• [DIRECTIONS FOR THIS TASK]:
Among the lines below, return each one that contains the word "light".

• [MATERIAL PROVIDED]:
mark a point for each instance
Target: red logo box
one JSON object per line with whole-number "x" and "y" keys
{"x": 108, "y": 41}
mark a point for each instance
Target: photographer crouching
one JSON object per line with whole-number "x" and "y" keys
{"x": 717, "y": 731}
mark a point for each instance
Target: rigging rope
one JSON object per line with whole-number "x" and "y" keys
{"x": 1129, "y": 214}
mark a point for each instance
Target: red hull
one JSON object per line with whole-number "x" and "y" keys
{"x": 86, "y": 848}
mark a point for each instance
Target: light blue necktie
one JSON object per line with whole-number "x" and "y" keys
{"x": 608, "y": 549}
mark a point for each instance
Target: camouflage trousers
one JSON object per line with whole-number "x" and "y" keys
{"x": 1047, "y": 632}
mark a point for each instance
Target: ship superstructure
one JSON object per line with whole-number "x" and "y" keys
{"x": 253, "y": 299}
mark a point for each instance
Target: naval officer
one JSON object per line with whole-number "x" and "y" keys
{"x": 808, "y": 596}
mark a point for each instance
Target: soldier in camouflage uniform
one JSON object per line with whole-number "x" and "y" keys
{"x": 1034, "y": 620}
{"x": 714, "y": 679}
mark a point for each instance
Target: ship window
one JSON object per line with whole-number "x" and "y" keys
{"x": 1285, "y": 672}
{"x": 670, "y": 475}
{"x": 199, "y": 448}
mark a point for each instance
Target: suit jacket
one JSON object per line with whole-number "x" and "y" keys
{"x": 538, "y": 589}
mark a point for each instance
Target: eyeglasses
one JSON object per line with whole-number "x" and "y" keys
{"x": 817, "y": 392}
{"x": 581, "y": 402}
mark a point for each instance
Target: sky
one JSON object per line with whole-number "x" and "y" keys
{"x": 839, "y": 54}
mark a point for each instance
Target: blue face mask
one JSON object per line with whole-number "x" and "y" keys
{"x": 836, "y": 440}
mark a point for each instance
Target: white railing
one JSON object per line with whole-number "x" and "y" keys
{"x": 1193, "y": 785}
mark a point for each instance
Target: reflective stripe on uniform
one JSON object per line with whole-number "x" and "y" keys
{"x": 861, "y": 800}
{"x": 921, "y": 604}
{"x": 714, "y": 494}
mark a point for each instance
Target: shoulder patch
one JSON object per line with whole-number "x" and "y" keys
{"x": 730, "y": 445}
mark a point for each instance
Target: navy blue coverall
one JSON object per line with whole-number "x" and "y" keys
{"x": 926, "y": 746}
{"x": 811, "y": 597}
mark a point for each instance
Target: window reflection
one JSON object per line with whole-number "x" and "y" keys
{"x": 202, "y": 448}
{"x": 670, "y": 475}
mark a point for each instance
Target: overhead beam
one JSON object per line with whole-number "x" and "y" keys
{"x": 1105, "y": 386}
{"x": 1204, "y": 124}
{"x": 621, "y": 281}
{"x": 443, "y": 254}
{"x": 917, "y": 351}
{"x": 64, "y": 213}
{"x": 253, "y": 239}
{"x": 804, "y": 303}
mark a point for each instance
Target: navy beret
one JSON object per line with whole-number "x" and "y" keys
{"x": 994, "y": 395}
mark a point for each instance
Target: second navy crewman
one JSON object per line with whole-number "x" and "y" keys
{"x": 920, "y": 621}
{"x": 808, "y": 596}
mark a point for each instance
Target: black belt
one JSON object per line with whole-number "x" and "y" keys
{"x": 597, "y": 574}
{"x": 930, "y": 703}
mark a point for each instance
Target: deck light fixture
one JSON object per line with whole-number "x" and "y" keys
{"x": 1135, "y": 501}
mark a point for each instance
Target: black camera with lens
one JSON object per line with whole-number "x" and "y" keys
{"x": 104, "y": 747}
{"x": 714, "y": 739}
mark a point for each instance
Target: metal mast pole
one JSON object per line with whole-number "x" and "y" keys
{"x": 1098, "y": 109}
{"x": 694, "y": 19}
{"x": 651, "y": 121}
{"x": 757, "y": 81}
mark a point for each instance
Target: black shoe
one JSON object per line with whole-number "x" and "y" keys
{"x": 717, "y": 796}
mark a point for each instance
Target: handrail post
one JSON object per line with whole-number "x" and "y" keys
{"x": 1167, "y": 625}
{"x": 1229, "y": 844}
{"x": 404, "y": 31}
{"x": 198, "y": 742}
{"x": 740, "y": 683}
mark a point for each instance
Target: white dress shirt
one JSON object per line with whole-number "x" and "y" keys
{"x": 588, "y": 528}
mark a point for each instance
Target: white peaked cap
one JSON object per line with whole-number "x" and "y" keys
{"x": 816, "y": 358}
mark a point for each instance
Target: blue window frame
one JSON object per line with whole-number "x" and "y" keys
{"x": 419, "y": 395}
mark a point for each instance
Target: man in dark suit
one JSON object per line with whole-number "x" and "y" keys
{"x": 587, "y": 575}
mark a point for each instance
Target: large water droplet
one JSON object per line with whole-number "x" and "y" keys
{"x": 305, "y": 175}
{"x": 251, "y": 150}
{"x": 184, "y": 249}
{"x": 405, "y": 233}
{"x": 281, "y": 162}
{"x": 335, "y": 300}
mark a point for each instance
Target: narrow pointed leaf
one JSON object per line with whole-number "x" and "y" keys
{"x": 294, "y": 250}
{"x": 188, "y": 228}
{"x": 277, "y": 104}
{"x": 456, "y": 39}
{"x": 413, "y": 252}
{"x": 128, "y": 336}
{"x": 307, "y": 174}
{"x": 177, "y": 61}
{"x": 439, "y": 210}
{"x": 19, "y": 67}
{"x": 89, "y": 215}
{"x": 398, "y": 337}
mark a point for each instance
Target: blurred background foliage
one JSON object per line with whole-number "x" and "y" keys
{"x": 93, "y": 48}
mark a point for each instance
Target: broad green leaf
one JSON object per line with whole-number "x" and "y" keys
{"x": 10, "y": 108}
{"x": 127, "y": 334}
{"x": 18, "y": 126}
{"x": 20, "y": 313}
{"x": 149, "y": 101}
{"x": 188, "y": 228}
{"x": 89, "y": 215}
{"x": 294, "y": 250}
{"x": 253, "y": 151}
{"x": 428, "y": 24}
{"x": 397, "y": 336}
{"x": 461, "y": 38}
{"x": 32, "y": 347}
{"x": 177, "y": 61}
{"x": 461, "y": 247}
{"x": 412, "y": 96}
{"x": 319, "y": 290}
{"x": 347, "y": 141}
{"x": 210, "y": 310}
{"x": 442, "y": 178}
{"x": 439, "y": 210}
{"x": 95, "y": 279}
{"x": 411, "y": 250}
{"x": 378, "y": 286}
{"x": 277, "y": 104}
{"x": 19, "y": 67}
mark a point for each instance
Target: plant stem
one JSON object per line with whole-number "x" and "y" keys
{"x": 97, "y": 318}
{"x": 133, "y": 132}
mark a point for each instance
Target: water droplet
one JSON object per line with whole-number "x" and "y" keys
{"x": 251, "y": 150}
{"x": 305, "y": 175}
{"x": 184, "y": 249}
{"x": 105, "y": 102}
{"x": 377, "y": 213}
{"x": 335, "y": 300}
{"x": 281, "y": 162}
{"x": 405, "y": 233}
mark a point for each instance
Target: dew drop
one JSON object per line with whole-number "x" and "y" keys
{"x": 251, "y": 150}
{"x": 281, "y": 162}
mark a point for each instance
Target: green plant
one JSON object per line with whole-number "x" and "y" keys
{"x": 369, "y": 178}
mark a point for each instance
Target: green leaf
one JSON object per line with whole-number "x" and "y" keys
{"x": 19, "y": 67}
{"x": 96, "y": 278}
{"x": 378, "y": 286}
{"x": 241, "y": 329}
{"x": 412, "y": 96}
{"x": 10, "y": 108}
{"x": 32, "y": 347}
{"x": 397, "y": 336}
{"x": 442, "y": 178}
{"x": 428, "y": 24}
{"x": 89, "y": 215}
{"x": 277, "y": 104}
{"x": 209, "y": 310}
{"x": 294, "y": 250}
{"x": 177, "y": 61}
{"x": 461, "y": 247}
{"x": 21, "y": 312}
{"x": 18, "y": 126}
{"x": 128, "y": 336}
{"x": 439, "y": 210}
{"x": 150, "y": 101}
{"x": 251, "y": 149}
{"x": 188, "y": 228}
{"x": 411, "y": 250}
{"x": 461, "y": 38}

• [ANSWER TO THIS TASK]:
Target: light blue necktie
Target: deck light fixture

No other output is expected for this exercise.